Provided data —
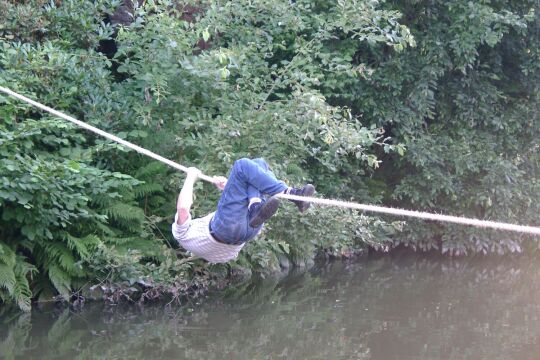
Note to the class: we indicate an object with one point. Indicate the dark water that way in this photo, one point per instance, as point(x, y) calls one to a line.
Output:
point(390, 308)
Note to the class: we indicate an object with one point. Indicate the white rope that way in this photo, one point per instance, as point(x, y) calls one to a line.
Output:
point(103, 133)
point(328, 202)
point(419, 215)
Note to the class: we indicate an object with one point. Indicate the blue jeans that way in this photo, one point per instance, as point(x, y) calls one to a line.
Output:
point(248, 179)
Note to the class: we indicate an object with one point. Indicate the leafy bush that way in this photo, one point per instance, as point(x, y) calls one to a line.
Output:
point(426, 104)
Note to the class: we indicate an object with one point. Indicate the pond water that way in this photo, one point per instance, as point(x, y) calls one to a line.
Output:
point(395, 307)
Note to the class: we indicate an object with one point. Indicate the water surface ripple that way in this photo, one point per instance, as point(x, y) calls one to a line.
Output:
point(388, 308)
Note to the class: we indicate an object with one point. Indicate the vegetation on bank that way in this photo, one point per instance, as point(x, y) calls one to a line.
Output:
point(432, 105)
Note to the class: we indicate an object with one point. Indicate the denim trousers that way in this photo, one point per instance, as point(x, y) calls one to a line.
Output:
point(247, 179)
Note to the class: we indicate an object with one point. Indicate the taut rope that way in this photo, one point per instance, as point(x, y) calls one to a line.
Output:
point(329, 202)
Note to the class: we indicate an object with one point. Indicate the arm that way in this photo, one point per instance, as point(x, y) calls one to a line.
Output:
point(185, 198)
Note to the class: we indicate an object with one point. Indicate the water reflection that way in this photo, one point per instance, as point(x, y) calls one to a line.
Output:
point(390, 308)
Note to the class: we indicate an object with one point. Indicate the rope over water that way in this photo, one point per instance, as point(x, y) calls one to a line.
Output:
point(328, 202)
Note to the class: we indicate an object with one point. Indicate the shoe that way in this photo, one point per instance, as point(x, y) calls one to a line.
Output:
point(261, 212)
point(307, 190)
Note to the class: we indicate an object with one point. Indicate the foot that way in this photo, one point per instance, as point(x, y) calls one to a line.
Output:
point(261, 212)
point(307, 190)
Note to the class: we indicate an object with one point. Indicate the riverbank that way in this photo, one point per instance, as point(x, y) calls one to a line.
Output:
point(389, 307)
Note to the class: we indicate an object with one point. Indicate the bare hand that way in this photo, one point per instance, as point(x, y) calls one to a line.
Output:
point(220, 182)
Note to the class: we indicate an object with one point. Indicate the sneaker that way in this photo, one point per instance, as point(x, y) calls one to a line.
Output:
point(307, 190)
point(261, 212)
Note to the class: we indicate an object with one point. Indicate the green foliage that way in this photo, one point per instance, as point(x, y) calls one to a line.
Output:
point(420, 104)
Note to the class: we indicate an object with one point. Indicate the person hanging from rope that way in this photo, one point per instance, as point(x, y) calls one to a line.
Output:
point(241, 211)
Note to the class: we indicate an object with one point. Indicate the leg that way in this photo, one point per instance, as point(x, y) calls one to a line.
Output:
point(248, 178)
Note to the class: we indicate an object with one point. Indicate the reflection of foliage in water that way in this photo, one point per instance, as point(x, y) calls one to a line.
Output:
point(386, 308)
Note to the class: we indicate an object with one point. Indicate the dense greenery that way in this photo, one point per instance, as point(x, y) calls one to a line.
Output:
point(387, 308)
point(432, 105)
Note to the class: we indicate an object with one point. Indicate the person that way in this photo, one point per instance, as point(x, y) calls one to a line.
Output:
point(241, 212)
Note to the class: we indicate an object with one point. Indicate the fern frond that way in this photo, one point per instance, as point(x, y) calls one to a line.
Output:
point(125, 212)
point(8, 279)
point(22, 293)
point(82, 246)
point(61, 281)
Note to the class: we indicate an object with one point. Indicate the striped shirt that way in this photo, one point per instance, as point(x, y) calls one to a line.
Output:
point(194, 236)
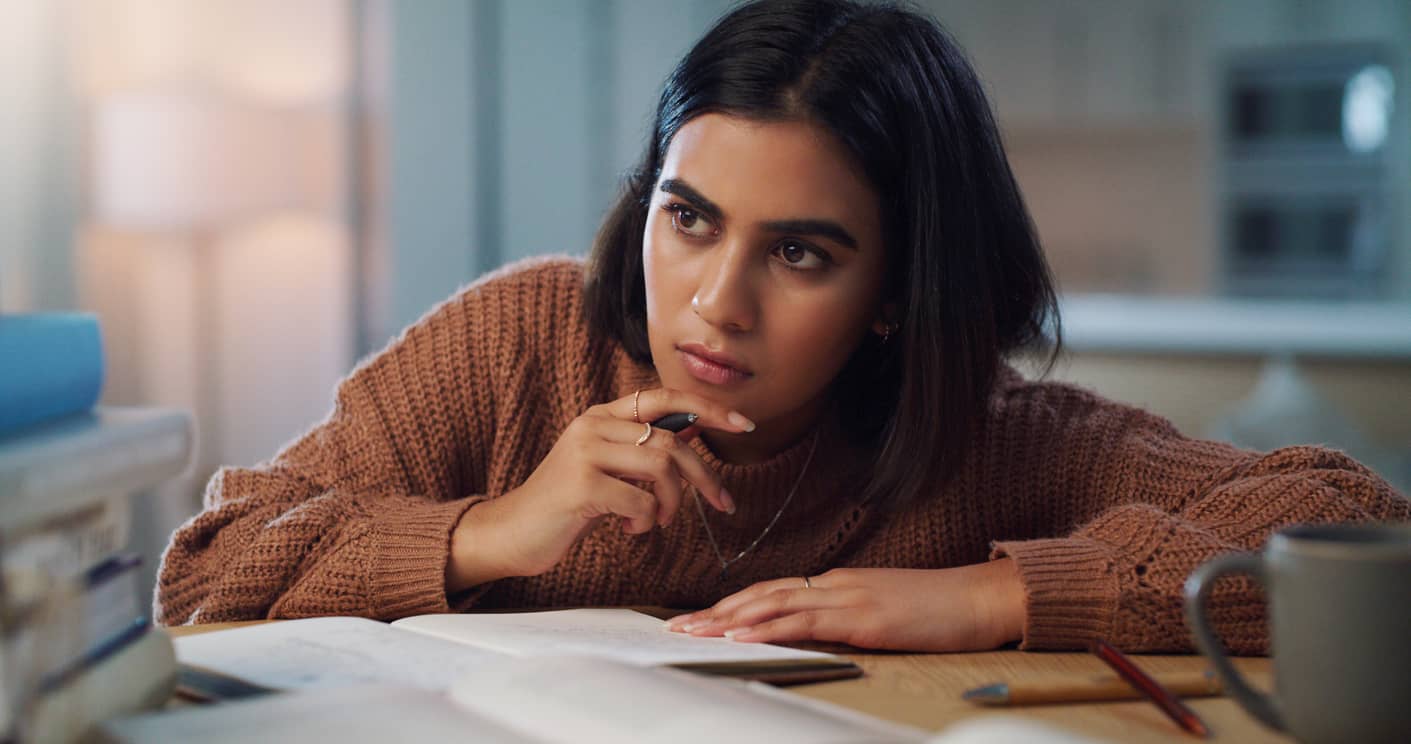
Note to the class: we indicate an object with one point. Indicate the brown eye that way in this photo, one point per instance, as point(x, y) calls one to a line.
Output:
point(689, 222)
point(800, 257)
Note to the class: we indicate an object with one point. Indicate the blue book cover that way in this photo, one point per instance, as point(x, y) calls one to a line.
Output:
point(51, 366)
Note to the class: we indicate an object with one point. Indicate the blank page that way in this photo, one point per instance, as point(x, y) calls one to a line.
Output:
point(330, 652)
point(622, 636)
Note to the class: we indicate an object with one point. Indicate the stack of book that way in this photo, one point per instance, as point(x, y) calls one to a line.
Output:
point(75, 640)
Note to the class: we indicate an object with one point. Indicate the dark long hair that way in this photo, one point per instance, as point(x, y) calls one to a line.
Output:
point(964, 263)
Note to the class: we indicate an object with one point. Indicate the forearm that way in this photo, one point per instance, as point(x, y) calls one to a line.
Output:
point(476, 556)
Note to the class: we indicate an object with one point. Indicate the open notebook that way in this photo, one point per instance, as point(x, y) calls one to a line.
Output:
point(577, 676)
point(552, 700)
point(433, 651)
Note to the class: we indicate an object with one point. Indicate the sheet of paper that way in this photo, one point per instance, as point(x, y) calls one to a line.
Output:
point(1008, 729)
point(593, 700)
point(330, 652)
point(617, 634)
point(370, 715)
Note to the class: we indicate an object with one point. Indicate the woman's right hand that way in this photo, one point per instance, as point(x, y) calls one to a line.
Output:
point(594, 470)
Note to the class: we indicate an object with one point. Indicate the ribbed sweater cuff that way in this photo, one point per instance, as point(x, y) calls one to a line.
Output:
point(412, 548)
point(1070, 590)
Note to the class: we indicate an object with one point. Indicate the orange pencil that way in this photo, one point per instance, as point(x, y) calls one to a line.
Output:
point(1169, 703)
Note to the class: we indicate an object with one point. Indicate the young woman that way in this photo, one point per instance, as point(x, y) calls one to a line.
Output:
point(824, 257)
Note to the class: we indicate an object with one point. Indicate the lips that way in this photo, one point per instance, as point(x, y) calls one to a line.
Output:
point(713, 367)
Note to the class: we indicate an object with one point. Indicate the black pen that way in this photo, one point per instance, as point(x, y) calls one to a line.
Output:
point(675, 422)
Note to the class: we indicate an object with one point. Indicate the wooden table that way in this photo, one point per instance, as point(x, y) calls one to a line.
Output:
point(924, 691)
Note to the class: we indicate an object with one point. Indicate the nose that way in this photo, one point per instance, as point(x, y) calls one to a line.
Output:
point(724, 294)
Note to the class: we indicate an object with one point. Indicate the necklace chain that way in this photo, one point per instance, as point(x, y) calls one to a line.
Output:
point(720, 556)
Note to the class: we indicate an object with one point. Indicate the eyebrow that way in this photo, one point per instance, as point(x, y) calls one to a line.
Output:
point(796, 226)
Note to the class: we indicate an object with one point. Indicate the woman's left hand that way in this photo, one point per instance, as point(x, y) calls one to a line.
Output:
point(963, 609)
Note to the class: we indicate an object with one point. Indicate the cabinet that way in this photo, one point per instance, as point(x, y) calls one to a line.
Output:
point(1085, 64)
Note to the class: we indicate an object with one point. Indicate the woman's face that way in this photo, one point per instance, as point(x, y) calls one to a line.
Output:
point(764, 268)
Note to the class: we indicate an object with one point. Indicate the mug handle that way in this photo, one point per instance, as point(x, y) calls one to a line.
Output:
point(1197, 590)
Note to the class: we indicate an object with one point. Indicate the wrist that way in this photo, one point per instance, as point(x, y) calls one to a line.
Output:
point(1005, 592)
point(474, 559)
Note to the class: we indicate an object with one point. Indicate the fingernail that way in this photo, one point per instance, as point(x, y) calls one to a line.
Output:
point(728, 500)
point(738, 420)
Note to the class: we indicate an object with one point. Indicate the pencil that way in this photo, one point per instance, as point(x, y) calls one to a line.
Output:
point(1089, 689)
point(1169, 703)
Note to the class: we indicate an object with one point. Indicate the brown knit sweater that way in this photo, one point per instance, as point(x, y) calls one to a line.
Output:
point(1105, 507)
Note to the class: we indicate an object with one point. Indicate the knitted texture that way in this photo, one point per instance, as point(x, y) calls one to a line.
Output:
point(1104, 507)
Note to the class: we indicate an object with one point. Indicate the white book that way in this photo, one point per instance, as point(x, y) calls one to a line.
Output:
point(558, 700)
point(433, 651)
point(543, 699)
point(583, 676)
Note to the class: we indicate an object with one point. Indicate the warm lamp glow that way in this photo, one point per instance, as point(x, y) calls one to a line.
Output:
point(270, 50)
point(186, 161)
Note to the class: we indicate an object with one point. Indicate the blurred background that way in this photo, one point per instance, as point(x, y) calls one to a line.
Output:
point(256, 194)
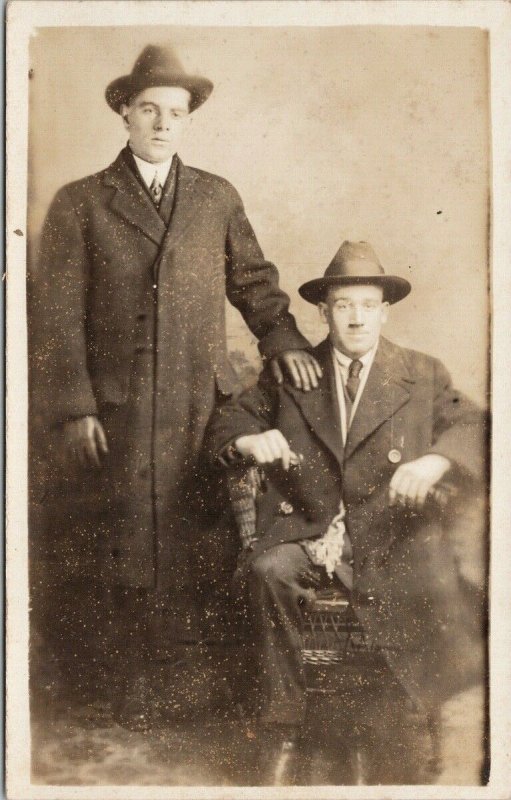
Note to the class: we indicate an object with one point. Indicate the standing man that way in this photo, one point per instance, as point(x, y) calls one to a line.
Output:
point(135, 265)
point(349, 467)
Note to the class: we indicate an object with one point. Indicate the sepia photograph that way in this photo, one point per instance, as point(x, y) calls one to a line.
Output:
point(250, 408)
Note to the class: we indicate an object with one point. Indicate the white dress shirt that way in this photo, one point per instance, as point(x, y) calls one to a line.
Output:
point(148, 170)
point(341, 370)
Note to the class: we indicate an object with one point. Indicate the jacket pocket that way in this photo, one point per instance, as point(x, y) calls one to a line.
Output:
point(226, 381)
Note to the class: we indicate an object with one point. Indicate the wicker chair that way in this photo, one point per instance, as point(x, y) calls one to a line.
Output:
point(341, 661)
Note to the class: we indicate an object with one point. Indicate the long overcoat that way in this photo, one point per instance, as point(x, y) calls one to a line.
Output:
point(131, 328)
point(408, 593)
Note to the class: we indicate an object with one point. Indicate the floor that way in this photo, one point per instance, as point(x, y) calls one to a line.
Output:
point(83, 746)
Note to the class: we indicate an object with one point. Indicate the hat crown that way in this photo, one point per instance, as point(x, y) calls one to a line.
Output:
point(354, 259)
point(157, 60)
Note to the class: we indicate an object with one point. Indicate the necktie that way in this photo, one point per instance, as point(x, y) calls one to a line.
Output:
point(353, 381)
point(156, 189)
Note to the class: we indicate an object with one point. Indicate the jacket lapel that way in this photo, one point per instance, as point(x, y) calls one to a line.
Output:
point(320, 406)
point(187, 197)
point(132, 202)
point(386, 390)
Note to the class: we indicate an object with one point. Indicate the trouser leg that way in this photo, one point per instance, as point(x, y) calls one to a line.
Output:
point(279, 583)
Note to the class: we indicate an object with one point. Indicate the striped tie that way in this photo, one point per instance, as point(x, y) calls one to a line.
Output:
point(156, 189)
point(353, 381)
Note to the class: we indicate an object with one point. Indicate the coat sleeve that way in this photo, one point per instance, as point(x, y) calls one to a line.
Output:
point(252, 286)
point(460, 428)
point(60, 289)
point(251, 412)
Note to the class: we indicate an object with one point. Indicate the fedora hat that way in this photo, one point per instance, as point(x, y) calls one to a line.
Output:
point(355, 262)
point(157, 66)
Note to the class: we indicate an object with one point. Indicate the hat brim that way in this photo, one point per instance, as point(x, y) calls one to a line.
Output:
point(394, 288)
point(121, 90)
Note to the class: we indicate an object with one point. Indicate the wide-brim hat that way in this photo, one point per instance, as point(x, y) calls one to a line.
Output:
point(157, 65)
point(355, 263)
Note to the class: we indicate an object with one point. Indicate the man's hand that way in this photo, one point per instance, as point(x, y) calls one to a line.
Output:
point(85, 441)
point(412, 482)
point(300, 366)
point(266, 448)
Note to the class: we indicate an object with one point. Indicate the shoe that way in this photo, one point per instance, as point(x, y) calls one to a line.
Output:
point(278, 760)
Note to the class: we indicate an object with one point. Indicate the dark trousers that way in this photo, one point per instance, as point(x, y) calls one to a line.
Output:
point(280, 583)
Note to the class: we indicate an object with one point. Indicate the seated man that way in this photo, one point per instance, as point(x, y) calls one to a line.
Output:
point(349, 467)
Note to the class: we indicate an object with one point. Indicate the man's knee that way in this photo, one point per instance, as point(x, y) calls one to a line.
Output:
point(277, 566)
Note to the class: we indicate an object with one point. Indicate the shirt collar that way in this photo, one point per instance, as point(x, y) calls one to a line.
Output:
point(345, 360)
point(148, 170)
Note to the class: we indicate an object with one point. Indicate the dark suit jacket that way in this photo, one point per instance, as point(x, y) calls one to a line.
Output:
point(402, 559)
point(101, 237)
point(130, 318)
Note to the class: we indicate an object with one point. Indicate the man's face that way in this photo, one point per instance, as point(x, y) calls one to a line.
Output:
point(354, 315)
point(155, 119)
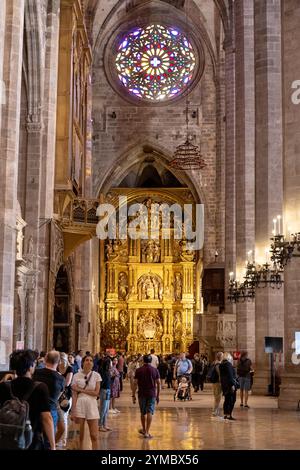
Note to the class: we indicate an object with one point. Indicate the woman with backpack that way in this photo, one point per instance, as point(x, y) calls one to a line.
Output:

Required task —
Copy out the items verbatim, from the line containing "the white book" through the line containing "point(186, 161)", both of those lines included.

Output below —
Note to the class: we indicate an object with one point. Indicate the white book that way in this photo, one point per instance, as point(x, y) calls one to a line.
Output:
point(558, 700)
point(433, 651)
point(543, 699)
point(583, 676)
Note to the class: we indicate an object with one point. Indicate the warm lamp glow that way in this photo, one point per instance, as point(x, y) calls one to a line.
Output:
point(270, 50)
point(186, 161)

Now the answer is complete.